### Required tasks
**A)** In the passage on Zweig and Rio, in what year did Stefan Zweig first arrive in Rio de Janeiro?
**B)** Rewrite the part of the passage on Zweig and Rio that opens with the words containing "When Stefan Zweig" and closes with "in our world’.", putting "travel diary" in place of "travelogue".
**C)** Render this sentence from the passage on Zweig and Rio in Spanish: "This encounter he would later describe as being ‘one of the most powerful impressions of my whole life’."

### Reading text
When Stefan Zweig first arrived in Rio de Janeiro in 1936, he was overwhelmed not only by the city’s magnificent landscape but also by its ordered architecture and city planning. This encounter he would later describe as being ‘one of the most powerful impressions of my whole life’. In his Brazil: Land of the Future, a book that was an exercise in wish-fulfilment masquerading as travelogue, Zweig believed the country to be the embodiment of ‘future civilisation and peace in our world’.
Over 70 years later Brazil held the world’s worst record for homicidal violence: for every ten people killed, one was a Brazilian. Rio, the cidade maravilhosa (marvellous city), may have retained its beauty in spite of being hemmed in by favelas, but it was now damned.

### Provided records

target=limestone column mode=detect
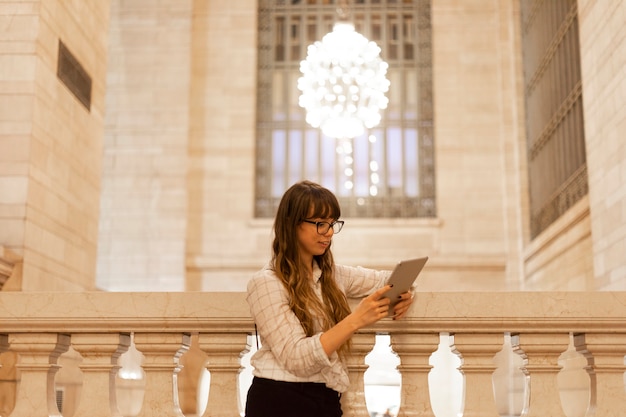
[134,333,191,417]
[9,333,70,417]
[72,333,130,417]
[452,333,504,417]
[198,333,248,417]
[341,333,376,417]
[391,333,439,417]
[574,333,626,417]
[511,333,569,417]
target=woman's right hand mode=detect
[352,285,391,328]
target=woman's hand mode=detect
[393,290,413,320]
[352,285,391,328]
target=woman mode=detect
[246,181,412,417]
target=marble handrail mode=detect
[0,292,626,417]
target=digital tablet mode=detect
[385,256,428,314]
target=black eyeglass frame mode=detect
[302,219,345,235]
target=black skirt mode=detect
[245,377,343,417]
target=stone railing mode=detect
[0,292,626,417]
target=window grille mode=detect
[255,0,436,217]
[521,0,588,238]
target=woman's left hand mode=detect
[393,290,413,320]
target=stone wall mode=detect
[0,0,109,290]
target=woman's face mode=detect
[298,217,335,265]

### Solution list
**A)** 1936

**B)**
When Stefan Zweig first arrived in Rio de Janeiro in 1936, he was overwhelmed not only by the city’s magnificent landscape but also by its ordered architecture and city planning. This encounter he would later describe as being ‘one of the most powerful impressions of my whole life’. In his Brazil: Land of the Future, a book that was an exercise in wish-fulfilment masquerading as travel diary, Zweig believed the country to be the embodiment of ‘future civilisation and peace in our world’.

**C)** Más tarde describiría este encuentro como «una de las impresiones más poderosas de toda mi vida».